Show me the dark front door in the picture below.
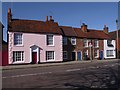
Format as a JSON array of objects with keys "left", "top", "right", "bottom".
[
  {"left": 72, "top": 52, "right": 76, "bottom": 60},
  {"left": 77, "top": 52, "right": 81, "bottom": 60},
  {"left": 32, "top": 52, "right": 37, "bottom": 63},
  {"left": 100, "top": 51, "right": 103, "bottom": 60}
]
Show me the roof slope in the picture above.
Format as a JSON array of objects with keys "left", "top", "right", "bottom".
[
  {"left": 8, "top": 19, "right": 62, "bottom": 35},
  {"left": 59, "top": 26, "right": 77, "bottom": 37},
  {"left": 60, "top": 26, "right": 109, "bottom": 39},
  {"left": 109, "top": 30, "right": 120, "bottom": 39}
]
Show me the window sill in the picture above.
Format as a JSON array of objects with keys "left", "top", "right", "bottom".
- - -
» **PROBLEM DESCRIPTION**
The line with "Show me the window sill in the picture above." marks where to start. Transcribe from there through the final line of the records, exactly and with nothing added.

» **TASK RESULT**
Show me the window sill in the picture above.
Format as a JSON array of objects with keys "left", "top", "right", "bottom".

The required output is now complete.